[start]

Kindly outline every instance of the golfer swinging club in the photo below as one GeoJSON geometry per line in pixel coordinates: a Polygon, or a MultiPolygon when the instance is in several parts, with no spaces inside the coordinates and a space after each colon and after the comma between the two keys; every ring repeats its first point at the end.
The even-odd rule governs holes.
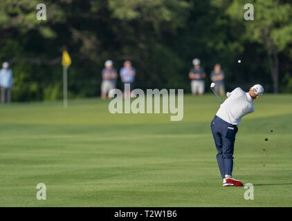
{"type": "Polygon", "coordinates": [[[221,104],[211,122],[211,130],[218,153],[217,159],[223,179],[223,186],[241,186],[242,183],[232,177],[233,151],[237,126],[241,117],[255,111],[253,99],[264,93],[264,88],[256,84],[245,93],[237,88],[227,93],[227,99],[221,104]]]}

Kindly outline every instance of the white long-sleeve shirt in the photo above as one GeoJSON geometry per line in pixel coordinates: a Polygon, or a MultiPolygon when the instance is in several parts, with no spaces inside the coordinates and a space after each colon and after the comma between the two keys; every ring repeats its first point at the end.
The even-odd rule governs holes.
{"type": "Polygon", "coordinates": [[[241,88],[237,88],[226,95],[228,97],[221,104],[216,115],[229,124],[239,125],[242,117],[255,111],[253,99],[241,88]]]}

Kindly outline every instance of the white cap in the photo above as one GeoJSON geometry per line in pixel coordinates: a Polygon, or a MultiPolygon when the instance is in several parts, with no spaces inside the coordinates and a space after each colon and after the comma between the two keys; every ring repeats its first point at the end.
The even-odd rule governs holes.
{"type": "Polygon", "coordinates": [[[253,91],[255,94],[257,95],[262,95],[264,93],[264,87],[260,84],[255,84],[253,86],[251,90],[253,91]]]}
{"type": "Polygon", "coordinates": [[[113,66],[113,61],[111,60],[107,60],[104,62],[104,66],[106,67],[112,66],[113,66]]]}
{"type": "Polygon", "coordinates": [[[200,59],[198,58],[195,58],[194,59],[192,60],[192,64],[194,65],[200,64],[200,59]]]}
{"type": "Polygon", "coordinates": [[[7,61],[5,61],[3,64],[2,64],[2,68],[8,68],[9,67],[9,63],[7,61]]]}

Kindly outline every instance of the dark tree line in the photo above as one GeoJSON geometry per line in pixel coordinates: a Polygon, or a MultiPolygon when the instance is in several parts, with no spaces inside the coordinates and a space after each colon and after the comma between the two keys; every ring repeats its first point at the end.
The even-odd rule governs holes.
{"type": "Polygon", "coordinates": [[[268,92],[292,92],[292,5],[284,0],[1,1],[0,61],[11,63],[12,99],[62,98],[62,51],[66,48],[69,97],[100,94],[107,59],[137,70],[136,86],[184,88],[199,57],[210,84],[220,63],[227,89],[260,82],[268,92]],[[245,21],[246,3],[255,20],[245,21]],[[239,65],[237,60],[242,62],[239,65]]]}

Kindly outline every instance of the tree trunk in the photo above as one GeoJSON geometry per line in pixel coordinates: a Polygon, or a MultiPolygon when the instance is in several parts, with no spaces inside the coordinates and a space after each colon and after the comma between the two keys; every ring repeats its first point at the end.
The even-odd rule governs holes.
{"type": "Polygon", "coordinates": [[[271,75],[273,80],[273,88],[274,93],[279,92],[279,58],[278,53],[274,50],[271,53],[268,53],[270,61],[271,75]]]}

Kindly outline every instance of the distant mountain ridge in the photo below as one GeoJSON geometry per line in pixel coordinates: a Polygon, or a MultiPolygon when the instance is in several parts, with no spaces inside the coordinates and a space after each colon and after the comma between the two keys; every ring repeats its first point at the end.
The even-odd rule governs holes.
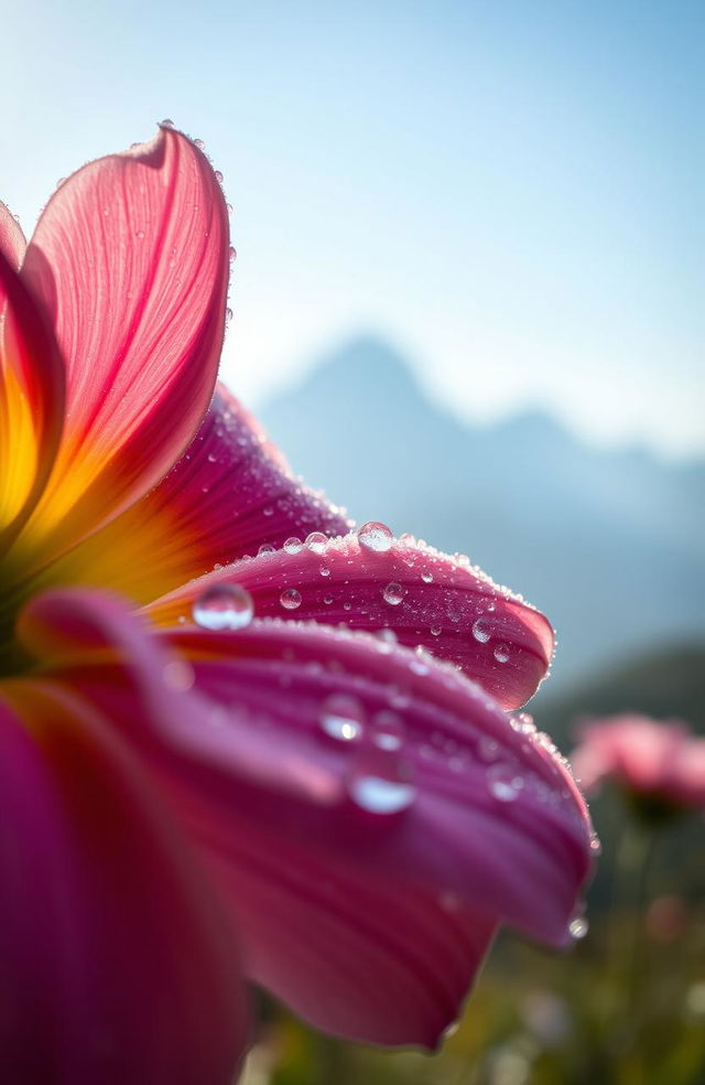
{"type": "Polygon", "coordinates": [[[558,631],[555,684],[670,641],[705,642],[705,461],[582,444],[547,415],[464,425],[366,336],[260,417],[348,507],[466,551],[558,631]]]}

[end]

#### Task to complete
Copy out again, without any change, the part of the items above that starts with the line containing "Kindly outline every instance of the distant" and runs through the end of the items, leaving out the pictures.

#### Solution for this exercise
Kindly outline every instance of the distant mountain ridge in the photo below as one GeoJSON geometry per line in pixel coordinates: a Polygon, or a MultiPolygon when the instance is in several parts, with no spaces inside the coordinates and a space after each colon and after the comma between the two keys; every ring repeats its first point at the end.
The even-odd rule governs holes.
{"type": "Polygon", "coordinates": [[[558,631],[555,684],[670,641],[705,642],[705,461],[582,444],[547,415],[464,425],[366,336],[260,417],[348,507],[466,551],[558,631]]]}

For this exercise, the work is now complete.